_ACTION ITEM_
An exact, complete copy of the data is all that is needed.

╔══

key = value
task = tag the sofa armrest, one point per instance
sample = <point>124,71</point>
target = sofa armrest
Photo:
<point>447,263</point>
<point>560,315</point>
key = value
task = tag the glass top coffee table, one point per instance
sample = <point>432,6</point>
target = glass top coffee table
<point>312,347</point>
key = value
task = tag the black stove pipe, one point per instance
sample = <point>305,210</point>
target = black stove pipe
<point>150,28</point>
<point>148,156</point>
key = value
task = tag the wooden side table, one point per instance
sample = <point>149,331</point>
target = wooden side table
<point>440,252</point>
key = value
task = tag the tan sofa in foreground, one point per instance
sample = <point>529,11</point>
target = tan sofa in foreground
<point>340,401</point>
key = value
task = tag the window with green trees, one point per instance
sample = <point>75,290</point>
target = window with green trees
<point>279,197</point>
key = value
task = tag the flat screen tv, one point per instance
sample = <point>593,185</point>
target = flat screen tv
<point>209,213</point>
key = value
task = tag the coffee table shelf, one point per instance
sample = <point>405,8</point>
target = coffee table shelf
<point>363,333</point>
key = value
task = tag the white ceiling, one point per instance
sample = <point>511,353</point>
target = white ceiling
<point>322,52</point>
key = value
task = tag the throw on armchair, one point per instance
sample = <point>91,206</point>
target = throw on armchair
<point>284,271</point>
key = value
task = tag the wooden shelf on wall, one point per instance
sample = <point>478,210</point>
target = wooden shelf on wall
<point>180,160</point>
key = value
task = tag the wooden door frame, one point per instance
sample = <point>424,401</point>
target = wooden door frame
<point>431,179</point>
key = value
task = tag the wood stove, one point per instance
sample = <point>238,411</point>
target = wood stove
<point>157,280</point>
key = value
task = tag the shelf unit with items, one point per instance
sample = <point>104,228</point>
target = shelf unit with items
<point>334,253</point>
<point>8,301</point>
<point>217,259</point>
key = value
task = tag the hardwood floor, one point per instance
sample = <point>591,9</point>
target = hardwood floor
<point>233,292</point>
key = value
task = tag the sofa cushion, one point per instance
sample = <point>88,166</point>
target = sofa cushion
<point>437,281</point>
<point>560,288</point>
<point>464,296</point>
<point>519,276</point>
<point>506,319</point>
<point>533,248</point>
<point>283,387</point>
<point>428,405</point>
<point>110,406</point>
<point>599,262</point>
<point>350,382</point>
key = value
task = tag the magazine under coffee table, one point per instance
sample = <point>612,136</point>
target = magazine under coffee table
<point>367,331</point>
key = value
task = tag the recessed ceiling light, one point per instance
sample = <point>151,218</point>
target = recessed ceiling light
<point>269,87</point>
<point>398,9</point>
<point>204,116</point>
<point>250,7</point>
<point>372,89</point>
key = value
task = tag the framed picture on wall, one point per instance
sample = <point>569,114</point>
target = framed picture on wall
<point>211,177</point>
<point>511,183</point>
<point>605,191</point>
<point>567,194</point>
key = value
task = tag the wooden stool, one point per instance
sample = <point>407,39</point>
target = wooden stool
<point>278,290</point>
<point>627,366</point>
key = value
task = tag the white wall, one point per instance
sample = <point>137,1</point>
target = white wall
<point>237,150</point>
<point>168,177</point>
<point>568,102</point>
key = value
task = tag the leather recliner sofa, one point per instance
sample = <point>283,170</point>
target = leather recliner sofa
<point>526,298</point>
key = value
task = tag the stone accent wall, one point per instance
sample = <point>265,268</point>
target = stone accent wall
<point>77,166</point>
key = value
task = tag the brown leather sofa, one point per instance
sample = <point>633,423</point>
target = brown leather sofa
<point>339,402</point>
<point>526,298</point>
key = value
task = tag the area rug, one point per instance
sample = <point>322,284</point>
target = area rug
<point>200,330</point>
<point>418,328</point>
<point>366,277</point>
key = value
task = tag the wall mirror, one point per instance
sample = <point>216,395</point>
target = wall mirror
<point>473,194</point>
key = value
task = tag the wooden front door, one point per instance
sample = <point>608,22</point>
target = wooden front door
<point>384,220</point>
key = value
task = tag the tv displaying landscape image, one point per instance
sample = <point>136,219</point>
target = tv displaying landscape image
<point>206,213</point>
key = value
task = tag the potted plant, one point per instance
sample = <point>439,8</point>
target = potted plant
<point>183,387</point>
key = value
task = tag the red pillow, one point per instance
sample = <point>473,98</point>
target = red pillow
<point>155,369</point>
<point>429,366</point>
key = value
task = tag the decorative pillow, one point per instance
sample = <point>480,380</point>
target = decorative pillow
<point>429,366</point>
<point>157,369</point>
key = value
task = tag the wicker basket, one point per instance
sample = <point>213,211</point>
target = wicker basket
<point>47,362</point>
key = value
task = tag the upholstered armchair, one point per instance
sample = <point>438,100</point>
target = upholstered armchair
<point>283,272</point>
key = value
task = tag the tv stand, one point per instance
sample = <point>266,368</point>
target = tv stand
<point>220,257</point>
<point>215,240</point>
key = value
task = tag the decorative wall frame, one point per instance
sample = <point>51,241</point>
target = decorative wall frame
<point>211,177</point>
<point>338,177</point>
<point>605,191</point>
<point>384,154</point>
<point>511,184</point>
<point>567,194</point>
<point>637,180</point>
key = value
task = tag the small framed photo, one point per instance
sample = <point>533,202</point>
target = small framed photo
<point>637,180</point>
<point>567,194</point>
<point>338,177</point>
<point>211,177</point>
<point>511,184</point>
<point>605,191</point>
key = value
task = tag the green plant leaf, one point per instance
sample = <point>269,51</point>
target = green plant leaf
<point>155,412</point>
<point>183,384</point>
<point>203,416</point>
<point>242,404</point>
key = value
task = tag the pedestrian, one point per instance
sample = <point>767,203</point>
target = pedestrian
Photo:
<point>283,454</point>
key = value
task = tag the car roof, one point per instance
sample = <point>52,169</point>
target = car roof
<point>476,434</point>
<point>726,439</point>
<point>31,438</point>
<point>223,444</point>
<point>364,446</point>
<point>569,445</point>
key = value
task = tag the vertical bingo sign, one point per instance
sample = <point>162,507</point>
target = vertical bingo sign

╚══

_FINAL ANSWER_
key = value
task = tag the sofa armrest, one point per instance
sample = <point>124,71</point>
target = sofa armrest
Photo:
<point>447,263</point>
<point>560,315</point>
key = value
task = tag the glass top coffee table, one point per instance
sample = <point>432,6</point>
target = glass top coffee table
<point>312,347</point>
key = value
task = tag the black stove pipe, one point per instance
sample = <point>305,210</point>
target = black stove pipe
<point>150,28</point>
<point>148,156</point>
key = value
task = tag the wooden side table, one point per instance
sample = <point>149,331</point>
target = wooden side table
<point>440,252</point>
key = value
task = tag the tan sofa in foreground, one point per instance
sample = <point>529,11</point>
target = tan sofa in foreground
<point>340,401</point>
key = value
task = tag the window with green trees, one point per instance
sample = <point>75,290</point>
target = window with green trees
<point>279,197</point>
key = value
task = tag the flat screen tv, one point per instance
sample = <point>593,185</point>
target = flat screen tv
<point>209,213</point>
key = value
task = tag the coffee table shelf, one point per instance
sample = <point>405,8</point>
target = coffee table shelf
<point>363,333</point>
key = value
task = tag the white ceiling, one point per instance
sample = <point>511,353</point>
target = white ceiling
<point>322,52</point>
key = value
task = tag the throw on armchair, one point per instance
sample = <point>91,206</point>
target = throw on armchair
<point>284,271</point>
key = value
task = tag the wooden shelf on wall, one point per instance
sample = <point>478,210</point>
target = wooden shelf on wall
<point>180,160</point>
key = value
task = tag the wooden door frame, one point per instance
sample = <point>424,401</point>
target = wooden door frame
<point>431,179</point>
key = value
task = tag the wood stove, one point per instance
sample = <point>238,411</point>
target = wood stove
<point>157,280</point>
key = value
task = tag the shelf unit with items, one point per instance
sample = <point>104,228</point>
target = shelf unit with items
<point>334,253</point>
<point>8,301</point>
<point>217,259</point>
key = value
task = tag the hardwood floor, one point per instance
sample = <point>591,9</point>
target = hardwood floor
<point>233,292</point>
key = value
task = tag the sofa cushion, one point per instance
sample = <point>88,166</point>
target = sofa cushion
<point>437,281</point>
<point>560,288</point>
<point>464,296</point>
<point>519,276</point>
<point>506,319</point>
<point>533,248</point>
<point>283,387</point>
<point>428,405</point>
<point>110,406</point>
<point>599,262</point>
<point>350,382</point>
key = value
task = tag the magazine under coffee table, one point per instance
sample = <point>612,136</point>
target = magazine under coffee table
<point>367,331</point>
key = value
task = tag the recessed ceiling light, one point per instance
sample = <point>151,218</point>
target = recessed ceiling light
<point>269,87</point>
<point>398,9</point>
<point>204,116</point>
<point>250,7</point>
<point>372,89</point>
key = value
task = tag the framed picture on wall, one point per instance
sample = <point>569,114</point>
target = framed picture on wall
<point>211,177</point>
<point>511,183</point>
<point>605,191</point>
<point>567,194</point>
key = value
task = tag the wooden stool, one point per instance
sample = <point>407,39</point>
target = wooden stool
<point>278,290</point>
<point>627,366</point>
key = value
task = tag the white wall, one point per instance
sample = <point>137,1</point>
target = white wall
<point>237,150</point>
<point>168,177</point>
<point>568,102</point>
key = value
task = tag the leather recliner sofa, one point per instance
sample = <point>283,170</point>
target = leather recliner sofa
<point>526,298</point>
key = value
task = tag the stone accent wall, one point per instance
sample = <point>265,268</point>
target = stone accent wall
<point>77,166</point>
key = value
task = tag the brown leather sofa, one point per instance
sample = <point>633,423</point>
target = brown leather sofa
<point>339,402</point>
<point>526,298</point>
key = value
task = tag the area rug, one point per instance
sample = <point>322,284</point>
target = area rug
<point>200,330</point>
<point>418,328</point>
<point>366,277</point>
key = value
task = tag the wall mirror, one point per instance
sample = <point>216,395</point>
target = wall mirror
<point>473,194</point>
key = value
task = tag the wooden front door, one point per instance
sample = <point>608,22</point>
target = wooden front door
<point>384,220</point>
key = value
task = tag the tv displaying landscape image, one point per instance
sample = <point>136,219</point>
target = tv displaying landscape image
<point>206,213</point>
key = value
task = tag the potted plant, one point per instance
sample = <point>439,8</point>
target = potted plant
<point>183,387</point>
key = value
task = tag the red pillow, one point per instance
sample = <point>473,98</point>
target = red pillow
<point>155,369</point>
<point>429,366</point>
key = value
task = tag the decorative pillow, one point per instance
sample = <point>480,380</point>
target = decorative pillow
<point>429,366</point>
<point>157,369</point>
key = value
task = tag the wicker basket, one point per instance
sample = <point>213,211</point>
target = wicker basket
<point>47,362</point>
key = value
task = tag the upholstered armchair, one point per instance
sample = <point>438,100</point>
target = upholstered armchair
<point>283,272</point>
key = value
task = tag the tv stand, one point per instance
sample = <point>266,368</point>
target = tv stand
<point>220,257</point>
<point>215,240</point>
key = value
task = tag the decorative wall frame, one point per instance
sample = <point>51,241</point>
target = decorative wall frame
<point>211,177</point>
<point>338,177</point>
<point>605,191</point>
<point>384,154</point>
<point>511,184</point>
<point>567,194</point>
<point>637,180</point>
key = value
task = tag the small framed photo, one point per instance
sample = <point>533,202</point>
target = small framed photo
<point>637,180</point>
<point>567,194</point>
<point>338,177</point>
<point>211,177</point>
<point>511,184</point>
<point>605,191</point>
key = value
task = tag the green plant leaf, one point per instance
sample = <point>269,51</point>
target = green plant leaf
<point>155,412</point>
<point>183,384</point>
<point>203,416</point>
<point>242,404</point>
key = value
task = tag the pedestrian, one point per instance
sample = <point>767,203</point>
target = pedestrian
Photo:
<point>283,454</point>
key = value
task = tag the car roof, one point per instance
sample = <point>52,169</point>
target = car roof
<point>476,434</point>
<point>726,439</point>
<point>31,438</point>
<point>223,444</point>
<point>364,446</point>
<point>569,445</point>
key = value
task = tag the vertical bingo sign, one point per instance
sample = <point>162,507</point>
target = vertical bingo sign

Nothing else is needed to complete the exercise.